• _Problem_
Turn all the items below into a JSON list of strings with one string per line, omitting blank lines and leaving out the pictures.

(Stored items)
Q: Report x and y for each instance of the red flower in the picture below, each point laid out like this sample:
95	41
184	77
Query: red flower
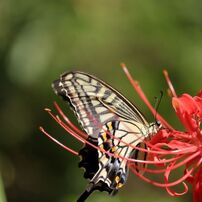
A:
173	149
168	150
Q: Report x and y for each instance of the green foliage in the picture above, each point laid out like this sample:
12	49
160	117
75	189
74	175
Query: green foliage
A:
41	39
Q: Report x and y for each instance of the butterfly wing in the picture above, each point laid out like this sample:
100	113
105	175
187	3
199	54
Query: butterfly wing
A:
102	110
94	101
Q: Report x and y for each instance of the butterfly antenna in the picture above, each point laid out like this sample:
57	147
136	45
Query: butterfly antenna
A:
157	104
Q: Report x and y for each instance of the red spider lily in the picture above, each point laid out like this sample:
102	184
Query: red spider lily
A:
183	149
168	150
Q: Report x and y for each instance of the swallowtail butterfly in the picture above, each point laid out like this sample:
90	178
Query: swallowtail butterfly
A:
88	95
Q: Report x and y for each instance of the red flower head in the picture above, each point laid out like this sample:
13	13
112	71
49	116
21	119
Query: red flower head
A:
167	150
173	149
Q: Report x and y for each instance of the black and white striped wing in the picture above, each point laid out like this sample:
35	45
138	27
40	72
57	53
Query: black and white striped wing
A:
95	102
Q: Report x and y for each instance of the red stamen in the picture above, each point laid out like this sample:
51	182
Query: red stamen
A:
57	142
170	85
141	94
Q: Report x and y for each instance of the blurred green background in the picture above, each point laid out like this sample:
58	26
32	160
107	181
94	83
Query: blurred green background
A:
41	39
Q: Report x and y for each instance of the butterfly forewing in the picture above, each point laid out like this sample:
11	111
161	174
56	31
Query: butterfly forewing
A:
95	101
111	122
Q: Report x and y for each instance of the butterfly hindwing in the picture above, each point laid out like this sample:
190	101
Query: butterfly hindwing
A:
111	122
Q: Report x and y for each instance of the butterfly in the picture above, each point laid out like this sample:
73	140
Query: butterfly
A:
104	113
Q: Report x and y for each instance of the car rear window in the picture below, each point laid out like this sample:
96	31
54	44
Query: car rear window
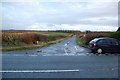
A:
94	40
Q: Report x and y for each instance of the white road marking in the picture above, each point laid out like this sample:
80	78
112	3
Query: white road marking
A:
36	71
65	51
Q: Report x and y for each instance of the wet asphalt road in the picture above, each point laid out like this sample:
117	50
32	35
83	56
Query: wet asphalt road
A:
60	60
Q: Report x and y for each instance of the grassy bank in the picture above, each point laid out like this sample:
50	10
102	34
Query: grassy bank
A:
83	39
21	40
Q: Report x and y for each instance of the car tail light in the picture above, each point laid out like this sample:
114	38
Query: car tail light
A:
94	44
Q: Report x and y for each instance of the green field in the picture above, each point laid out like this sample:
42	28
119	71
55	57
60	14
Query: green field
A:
18	40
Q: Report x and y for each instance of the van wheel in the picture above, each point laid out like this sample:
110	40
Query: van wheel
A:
99	50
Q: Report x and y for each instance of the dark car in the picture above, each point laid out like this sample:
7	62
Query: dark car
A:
105	45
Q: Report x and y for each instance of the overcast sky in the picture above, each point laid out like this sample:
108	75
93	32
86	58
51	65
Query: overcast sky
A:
79	15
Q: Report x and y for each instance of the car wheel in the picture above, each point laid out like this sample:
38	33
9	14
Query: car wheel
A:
99	50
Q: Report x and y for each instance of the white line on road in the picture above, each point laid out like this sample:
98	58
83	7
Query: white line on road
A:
38	71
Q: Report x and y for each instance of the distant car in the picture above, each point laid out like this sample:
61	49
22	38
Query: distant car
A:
105	45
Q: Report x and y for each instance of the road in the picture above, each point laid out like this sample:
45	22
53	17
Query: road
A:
60	60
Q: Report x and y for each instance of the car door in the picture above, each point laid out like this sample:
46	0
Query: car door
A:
115	45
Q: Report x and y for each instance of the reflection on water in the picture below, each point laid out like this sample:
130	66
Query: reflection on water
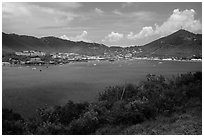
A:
26	88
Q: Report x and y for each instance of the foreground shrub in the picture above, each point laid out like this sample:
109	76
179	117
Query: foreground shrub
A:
118	106
12	123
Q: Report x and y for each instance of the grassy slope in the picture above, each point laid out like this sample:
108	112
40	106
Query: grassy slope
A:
155	106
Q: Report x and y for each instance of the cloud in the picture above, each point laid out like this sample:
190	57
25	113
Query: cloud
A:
127	4
80	37
145	32
99	11
14	10
113	37
185	19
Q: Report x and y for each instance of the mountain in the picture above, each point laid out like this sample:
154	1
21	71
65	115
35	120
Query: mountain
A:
179	44
182	44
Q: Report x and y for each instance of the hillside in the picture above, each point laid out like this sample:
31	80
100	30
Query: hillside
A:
181	44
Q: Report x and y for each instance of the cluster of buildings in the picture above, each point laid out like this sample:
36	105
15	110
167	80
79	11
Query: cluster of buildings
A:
38	57
31	53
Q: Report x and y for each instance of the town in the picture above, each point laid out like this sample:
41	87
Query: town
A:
35	57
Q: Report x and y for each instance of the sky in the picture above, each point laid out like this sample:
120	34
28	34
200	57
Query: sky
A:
110	23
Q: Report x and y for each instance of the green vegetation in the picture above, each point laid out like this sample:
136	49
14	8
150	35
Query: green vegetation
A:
155	106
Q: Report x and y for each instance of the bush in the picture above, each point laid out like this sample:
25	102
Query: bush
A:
12	123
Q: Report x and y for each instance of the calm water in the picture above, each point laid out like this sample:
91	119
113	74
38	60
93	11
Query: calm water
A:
25	88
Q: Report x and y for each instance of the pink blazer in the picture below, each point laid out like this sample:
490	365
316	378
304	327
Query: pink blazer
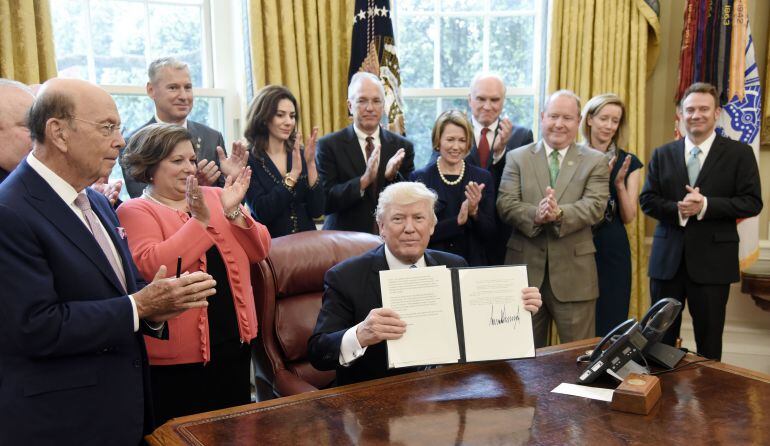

• _The answer_
[
  "Q: Report x and y for each instance of the red flower in the picture below, each point laid out like this sample:",
  "95\t41",
  "184\t77",
  "Query: red flower",
  "A:",
  "173\t149",
  "168\t150",
  "Q: Report x and y for each instance of the green foliage in the picture above, each point laid out like this sample:",
  "12\t49",
  "160\t117",
  "75\t189",
  "74\t175",
  "Query: green foliage",
  "A:",
  "41\t39",
  "Q: Report x and y for each instance of the butterfly wing in the picture above, each point laid out like this sample:",
  "100\t113",
  "105\t175",
  "187\t3",
  "199\t54",
  "Query: butterfly wing",
  "A:",
  "102\t110",
  "94\t101",
  "Q: Report x and y for each instance of the butterfly antenna in the picture above, each point laid out like this sample:",
  "57\t147",
  "136\t45",
  "Query: butterfly antenna",
  "A:",
  "157\t104",
  "Q: Report x and y for each instance of the red spider lily in the picture above, each point laid out like this sample:",
  "102\t184",
  "Query: red spider lily",
  "A:",
  "183\t149",
  "168\t150",
  "Q: Report x and y for each instance of the swallowtail butterfly in the picture above, each point laid out like this sample:",
  "90\t178",
  "Query: swallowtail butterfly",
  "A:",
  "88\t95",
  "Q: Report x and y for each instance of the red flower head in the picture above, each point laid out like this sample:",
  "13\t13",
  "112\t71",
  "49\t116",
  "21\t119",
  "Query: red flower head",
  "A:",
  "167\t150",
  "173\t149",
  "Q: Report x and y for each instance of the black and white striped wing in the picture above, each point laid out like this sample:",
  "35\t45",
  "138\t27",
  "40\t72",
  "57\t53",
  "Query: black and white striped wing",
  "A:",
  "95\t102",
  "Q: Report x and y for each instance of the red stamen in the picture above, each point laid out like this sample:",
  "51\t182",
  "Query: red stamen",
  "A:",
  "57\t142",
  "170\t85",
  "141\t94",
  "Q: Report x and y for each instance of the blurred green background in the picture above, each point laid out like this sample:",
  "58\t26",
  "32\t160",
  "107\t181",
  "94\t83",
  "Query: blurred green background",
  "A:",
  "41\t39",
  "Q: Report x and y for each instance of the butterfly forewing in the picture above, each point laid out like this sample:",
  "11\t111",
  "161\t174",
  "56\t31",
  "Query: butterfly forewing",
  "A:",
  "95\t101",
  "111\t122",
  "Q: Report x and y for each instance of the butterfly hindwing in the picture above, each point laid out like this sample:",
  "190\t101",
  "Query: butterfly hindwing",
  "A:",
  "111\t122",
  "Q: Report x and y for each instance of the butterfly in the picture above, each point laid out like this sample:",
  "73\t140",
  "Query: butterfly",
  "A:",
  "104\t113",
  "Q: Report x and y for each instance of the car rear window in the picture below, each point laid out like this sample:",
  "96\t31",
  "54\t44",
  "Query: car rear window",
  "A:",
  "94\t40",
  "Q: Report x and y for each instance of the white road marking in the picture above, each point laid out like this sample:",
  "80\t78",
  "112\t3",
  "Query: white road marking",
  "A:",
  "36\t71",
  "65\t51",
  "Q: Report x and y for each instance of the wet asphalt road in the picture above, each point laid out like this sample:",
  "117\t50",
  "32\t35",
  "83\t56",
  "Query: wet asphalt road",
  "A:",
  "60\t60",
  "Q: Report x and y for each instance of the grassy bank in the picture above, each point laid out like this sample:",
  "50\t10",
  "102\t34",
  "Query: grassy bank",
  "A:",
  "83\t39",
  "21\t40",
  "Q: Report x and y for each instance of the car tail light in the picture above, each point laid out like this sample:",
  "114\t38",
  "Query: car tail light",
  "A:",
  "94\t44",
  "Q: Report x and y for each instance of the green field in the picture above, each point laid out like this sample:",
  "42\t28",
  "119\t71",
  "55\t57",
  "60\t14",
  "Query: green field",
  "A:",
  "18\t40",
  "Q: Report x and y for each instance of the van wheel in the picture above, each point laid out like this sample:",
  "110\t40",
  "Query: van wheel",
  "A:",
  "99\t50",
  "Q: Report x and y for each instance of the dark car in the picture above, each point laid out like this sample:",
  "7\t62",
  "Query: dark car",
  "A:",
  "105\t45",
  "Q: Report x and y for each instance of the overcast sky in the picture above, each point laid out like this sample:",
  "108\t75",
  "93\t32",
  "86\t58",
  "51\t65",
  "Query: overcast sky",
  "A:",
  "79\t15",
  "Q: Report x and y for each instance of the car wheel in the picture above, each point laid out like this sample:",
  "38\t33",
  "9\t14",
  "Query: car wheel",
  "A:",
  "99\t50",
  "Q: Report x and y for each instance of the white line on road in the picture above, each point laid out like this sample:",
  "98\t58",
  "83\t7",
  "Query: white line on road",
  "A:",
  "38\t71",
  "Q: Report x and y for each instance of the distant car in the picture above, each point laid out like this sample:",
  "61\t49",
  "22\t38",
  "Query: distant car",
  "A:",
  "105\t45",
  "Q: Report x and y for each instance of the road in the picture above, each point laid out like this sample:",
  "45\t22",
  "53\t17",
  "Query: road",
  "A:",
  "60\t60",
  "Q: Report x and y for each instance of the car door in the picture above, each point laid out like this sample:",
  "46\t0",
  "Query: car door",
  "A:",
  "115\t45",
  "Q: Report x and y for each instance of the reflection on water in the picture below, each point laid out like this sample:",
  "130\t66",
  "Query: reflection on water",
  "A:",
  "26\t88",
  "Q: Report x and y for each instance of the foreground shrub in the picture above, each point laid out like this sample:",
  "109\t76",
  "179\t117",
  "Query: foreground shrub",
  "A:",
  "118\t106",
  "12\t123",
  "Q: Report x and y for each instance of the grassy slope in the picture above, each point laid out like this sample:",
  "108\t112",
  "40\t106",
  "Query: grassy slope",
  "A:",
  "155\t106",
  "Q: Report x and y for each instance of the cloud in the picture above, each point laid out like this sample:",
  "190\t57",
  "25\t113",
  "Query: cloud",
  "A:",
  "127\t4",
  "80\t37",
  "145\t32",
  "99\t11",
  "14\t10",
  "113\t37",
  "185\t19",
  "Q: Report x and y for each instance of the mountain in the picture above, each point laid out like this sample:",
  "154\t1",
  "21\t71",
  "65\t115",
  "35\t120",
  "Query: mountain",
  "A:",
  "179\t44",
  "182\t44",
  "Q: Report x and y for each instance of the hillside in the picture above, each point laid out like this sample:",
  "31\t80",
  "100\t30",
  "Query: hillside",
  "A:",
  "181\t44",
  "Q: Report x and y for each instance of the cluster of buildings in the picture above, each point laid out like this sample:",
  "36\t105",
  "15\t110",
  "167\t80",
  "79\t11",
  "Query: cluster of buildings",
  "A:",
  "38\t57",
  "31\t53",
  "Q: Report x and y for each instance of the town in the picture above, each point laid out like this sample:",
  "41\t87",
  "Query: town",
  "A:",
  "35\t57",
  "Q: Report x and y for each instance of the sky in the picture above, each point laid out like this sample:",
  "120\t34",
  "28\t34",
  "200\t57",
  "Query: sky",
  "A:",
  "110\t23",
  "Q: Report x and y for each instance of the green vegetation in the picture above, each point laid out like this sample:",
  "136\t49",
  "14\t8",
  "150\t35",
  "Query: green vegetation",
  "A:",
  "155\t106",
  "Q: Report x and y for each instance of the bush in the picture above, each point laid out like this sample:",
  "25\t102",
  "Query: bush",
  "A:",
  "12\t123",
  "Q: Report x and y for each instance of the calm water in the picture above, each point laid out like this sample:",
  "91\t119",
  "113\t74",
  "38\t60",
  "93\t11",
  "Query: calm water",
  "A:",
  "25\t88",
  "Q: Report x and y for each instance of the pink blazer in the picture below, each point laid out like this sample:",
  "490\t365",
  "316\t378",
  "304\t327",
  "Query: pink blazer"
]